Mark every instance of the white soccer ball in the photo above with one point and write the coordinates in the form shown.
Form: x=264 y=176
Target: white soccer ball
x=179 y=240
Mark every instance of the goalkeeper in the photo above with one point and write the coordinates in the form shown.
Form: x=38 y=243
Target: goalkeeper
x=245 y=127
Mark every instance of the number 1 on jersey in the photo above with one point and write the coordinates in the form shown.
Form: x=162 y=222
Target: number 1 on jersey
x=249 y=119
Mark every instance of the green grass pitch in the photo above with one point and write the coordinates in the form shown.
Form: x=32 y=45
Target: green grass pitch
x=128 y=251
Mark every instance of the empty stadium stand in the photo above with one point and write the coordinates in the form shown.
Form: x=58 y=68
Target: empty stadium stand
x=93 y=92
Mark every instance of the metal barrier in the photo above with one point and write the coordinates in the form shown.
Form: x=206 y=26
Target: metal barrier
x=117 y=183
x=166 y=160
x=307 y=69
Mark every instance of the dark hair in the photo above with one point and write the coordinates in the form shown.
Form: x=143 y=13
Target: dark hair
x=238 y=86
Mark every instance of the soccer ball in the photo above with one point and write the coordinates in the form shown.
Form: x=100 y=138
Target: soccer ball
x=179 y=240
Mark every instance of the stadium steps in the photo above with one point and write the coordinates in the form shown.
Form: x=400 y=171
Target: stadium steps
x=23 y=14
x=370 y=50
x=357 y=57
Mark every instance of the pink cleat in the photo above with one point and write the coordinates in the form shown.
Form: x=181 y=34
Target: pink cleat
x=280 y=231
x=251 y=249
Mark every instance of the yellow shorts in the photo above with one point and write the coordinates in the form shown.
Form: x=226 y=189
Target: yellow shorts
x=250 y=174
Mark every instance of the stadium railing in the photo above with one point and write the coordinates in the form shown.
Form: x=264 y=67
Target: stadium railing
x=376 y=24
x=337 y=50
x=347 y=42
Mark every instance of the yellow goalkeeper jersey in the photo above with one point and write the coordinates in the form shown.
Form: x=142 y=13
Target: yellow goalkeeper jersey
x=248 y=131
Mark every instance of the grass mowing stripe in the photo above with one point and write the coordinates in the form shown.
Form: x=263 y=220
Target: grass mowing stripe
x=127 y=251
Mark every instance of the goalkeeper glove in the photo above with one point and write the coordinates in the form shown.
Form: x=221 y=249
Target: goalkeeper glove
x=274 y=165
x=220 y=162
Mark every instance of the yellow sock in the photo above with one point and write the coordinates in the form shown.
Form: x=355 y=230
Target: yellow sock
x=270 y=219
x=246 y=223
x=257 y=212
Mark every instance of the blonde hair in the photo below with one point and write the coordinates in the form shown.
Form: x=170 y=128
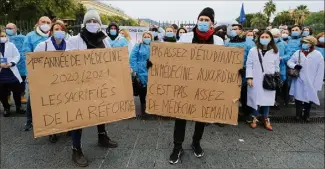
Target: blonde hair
x=147 y=33
x=126 y=34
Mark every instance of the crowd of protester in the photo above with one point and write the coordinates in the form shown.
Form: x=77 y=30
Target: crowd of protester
x=292 y=57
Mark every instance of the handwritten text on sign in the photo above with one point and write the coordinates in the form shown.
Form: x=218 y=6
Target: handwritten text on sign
x=195 y=82
x=76 y=89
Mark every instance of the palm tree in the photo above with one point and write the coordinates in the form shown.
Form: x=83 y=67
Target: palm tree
x=300 y=14
x=269 y=9
x=259 y=21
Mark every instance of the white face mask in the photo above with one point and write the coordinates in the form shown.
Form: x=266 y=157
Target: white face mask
x=93 y=27
x=45 y=27
x=3 y=40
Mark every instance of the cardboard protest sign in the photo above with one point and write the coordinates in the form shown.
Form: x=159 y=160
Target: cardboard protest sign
x=77 y=89
x=195 y=82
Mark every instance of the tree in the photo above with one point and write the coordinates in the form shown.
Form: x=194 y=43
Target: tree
x=247 y=23
x=269 y=9
x=283 y=17
x=300 y=14
x=315 y=19
x=259 y=21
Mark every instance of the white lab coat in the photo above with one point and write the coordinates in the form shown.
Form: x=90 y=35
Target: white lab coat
x=50 y=47
x=188 y=37
x=310 y=79
x=79 y=44
x=12 y=55
x=257 y=95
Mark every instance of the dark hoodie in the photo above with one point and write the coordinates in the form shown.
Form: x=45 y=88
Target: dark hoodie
x=113 y=37
x=177 y=33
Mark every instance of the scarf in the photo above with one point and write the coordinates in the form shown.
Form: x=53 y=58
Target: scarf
x=62 y=45
x=204 y=36
x=168 y=39
x=93 y=40
x=39 y=32
x=306 y=52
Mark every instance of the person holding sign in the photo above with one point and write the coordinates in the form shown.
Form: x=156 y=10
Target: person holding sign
x=170 y=35
x=18 y=40
x=113 y=36
x=41 y=33
x=203 y=33
x=126 y=34
x=10 y=78
x=310 y=64
x=54 y=43
x=140 y=63
x=90 y=37
x=238 y=39
x=262 y=61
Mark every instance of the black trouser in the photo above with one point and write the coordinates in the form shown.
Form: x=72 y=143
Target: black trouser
x=143 y=95
x=179 y=132
x=16 y=90
x=303 y=107
x=243 y=100
x=22 y=86
x=76 y=135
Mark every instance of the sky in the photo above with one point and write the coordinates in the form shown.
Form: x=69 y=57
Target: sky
x=169 y=10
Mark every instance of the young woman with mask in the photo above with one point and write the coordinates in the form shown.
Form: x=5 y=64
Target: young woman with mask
x=321 y=43
x=285 y=36
x=54 y=43
x=310 y=64
x=113 y=36
x=203 y=33
x=158 y=33
x=125 y=33
x=262 y=60
x=140 y=63
x=180 y=32
x=170 y=35
x=307 y=31
x=90 y=37
x=10 y=78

────

**The exercise**
Write out the lines above, starting at the line that contains "Mark every instance of the sky" and ending with the final line, and nothing else; copy them exactly.

**The result**
Mark every instance of the sky in the photo above with one point and write the coordinates in the form shown.
Form: x=69 y=57
Target: sky
x=169 y=10
Mark every instance of the young woman with mask in the photo above with one point and write the coordinates in the form shown.
Form: x=5 y=64
Target: young woman with mask
x=321 y=43
x=285 y=36
x=54 y=43
x=310 y=64
x=113 y=36
x=203 y=33
x=158 y=33
x=125 y=33
x=262 y=60
x=140 y=63
x=180 y=32
x=170 y=35
x=307 y=31
x=90 y=37
x=10 y=78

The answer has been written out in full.